**READING PASSAGE**

_ _ _ _

MICHAEL J. GALLAGHER

EMPLOYMENT, CONFIDENTIAL INFORMATION,

INVENTION ASSIGNMENT, AND ARBITRATION AGREEMENT

 

As a condition of my employment with SECURE COMPUTING CORPORATION, its subsidiaries, affiliates, successors or assigns (together the “Company”), and in consideration of my employment with the Company and my receipt of the compensation now and hereafter paid to me by Company, I agree to the following:

 

1.        At-Will Employment. I UNDERSTAND AND ACKNOWLEDGE THAT MY EMPLOYMENT WITH THE COMPANY IS FOR AN UNSPECIFIED DURATION AND CONSTITUTES “AT-WILL” EMPLOYMENT. I ALSO UNDERSTAND THAT ANY REPRESENTATION TO THE CONTRARY IS UNAUTHORIZED AND NOT VALID UNLESS OBTAINED IN WRITING AND SIGNED BY THE CHIEF EXECUTIVE OFFICER OF THE COMPANY. I ACKNOWLEDGE THAT THIS EMPLOYMENT RELATIONSHIP MAY BE TERMINATED AT ANY TIME, WITH OR WITHOUT GOOD CAUSE OR FOR ANY OR NO CAUSE, AT THE OPTION EITHER OF THE COMPANY OR MYSELF, WITH OR WITHOUT NOTICE.

 

2.        Confidential Information.

 

(a)        Company Information. I agree at all times during the term of my employment and thereafter, to hold in strictest confidence, and not to use or disclose, except for the benefit of the Company, to any person, firm or corporation without written authorization of the Chief Executive Officer of the Company, any Confidential Information of the Company. I understand that “Confidential Information” means any Company proprietary information, technical data, trade secrets or know-how, including, but not limited to, research, product plans, products, services, customer lists and customers (including, but not limited to, customers of the Company on whom I called or with whom I became acquainted during the term of my employment), markets, software, developments, inventions, processes, formulas, technology, designs, drawings, engineering data, hardware configuration information, marketing, financial or other business information disclosed to me by the Company either directly or indirectly in writing, orally or by drawings or observation of parts or equipment. I further understand that Confidential Information does not include any of the foregoing items which has become publicly known and made generally available through no wrongful act of mine or of others who were under confidentiality obligations as to the item or items involved or improvements or new versions thereof.

_ _ _ _

**TASK TO CARRY OUT**
Reproduce the employment agreement above word for word, from start to finish. Nothing in the material that follows is needed here.

**RECORDED DATA**

_ _ _ _

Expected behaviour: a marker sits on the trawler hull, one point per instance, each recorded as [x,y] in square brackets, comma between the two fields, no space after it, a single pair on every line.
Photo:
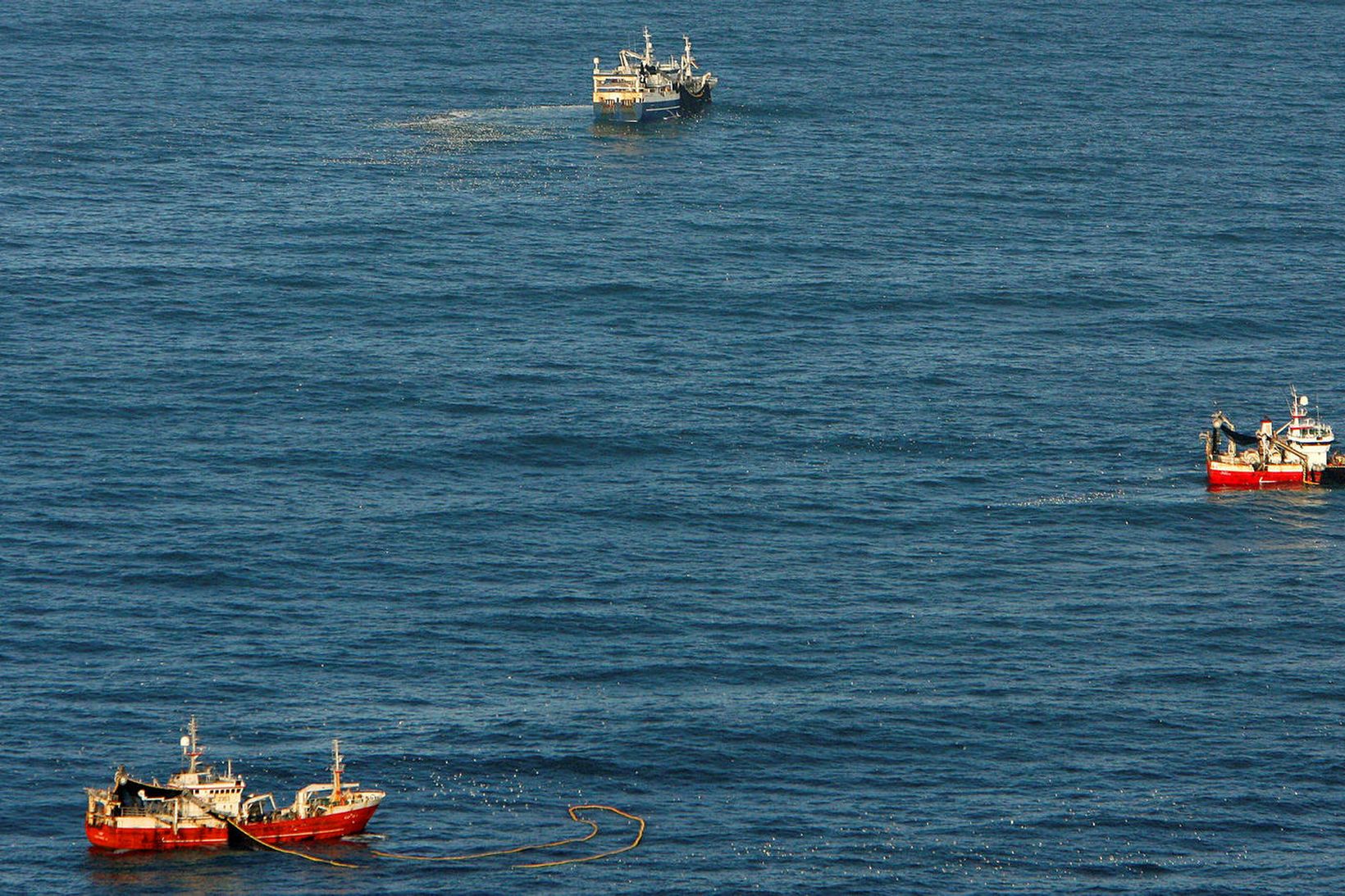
[638,112]
[149,833]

_ _ _ _

**CORRECT RESPONSE**
MICHAEL J. GALLAGHER

EMPLOYMENT, CONFIDENTIAL INFORMATION,

INVENTION ASSIGNMENT, AND ARBITRATION AGREEMENT

 

As a condition of my employment with SECURE COMPUTING CORPORATION, its subsidiaries, affiliates, successors or assigns (together the “Company”), and in consideration of my employment with the Company and my receipt of the compensation now and hereafter paid to me by Company, I agree to the following:

 

1.        At-Will Employment. I UNDERSTAND AND ACKNOWLEDGE THAT MY EMPLOYMENT WITH THE COMPANY IS FOR AN UNSPECIFIED DURATION AND CONSTITUTES “AT-WILL” EMPLOYMENT. I ALSO UNDERSTAND THAT ANY REPRESENTATION TO THE CONTRARY IS UNAUTHORIZED AND NOT VALID UNLESS OBTAINED IN WRITING AND SIGNED BY THE CHIEF EXECUTIVE OFFICER OF THE COMPANY. I ACKNOWLEDGE THAT THIS EMPLOYMENT RELATIONSHIP MAY BE TERMINATED AT ANY TIME, WITH OR WITHOUT GOOD CAUSE OR FOR ANY OR NO CAUSE, AT THE OPTION EITHER OF THE COMPANY OR MYSELF, WITH OR WITHOUT NOTICE.

 

2.        Confidential Information.

 

(a)        Company Information. I agree at all times during the term of my employment and thereafter, to hold in strictest confidence, and not to use or disclose, except for the benefit of the Company, to any person, firm or corporation without written authorization of the Chief Executive Officer of the Company, any Confidential Information of the Company. I understand that “Confidential Information” means any Company proprietary information, technical data, trade secrets or know-how, including, but not limited to, research, product plans, products, services, customer lists and customers (including, but not limited to, customers of the Company on whom I called or with whom I became acquainted during the term of my employment), markets, software, developments, inventions, processes, formulas, technology, designs, drawings, engineering data, hardware configuration information, marketing, financial or other business information disclosed to me by the Company either directly or indirectly in writing, orally or by drawings or observation of parts or equipment. I further understand that Confidential Information does not include any of the foregoing items which has become publicly known and made generally available through no wrongful act of mine or of others who were under confidentiality obligations as to the item or items involved or improvements or new versions thereof.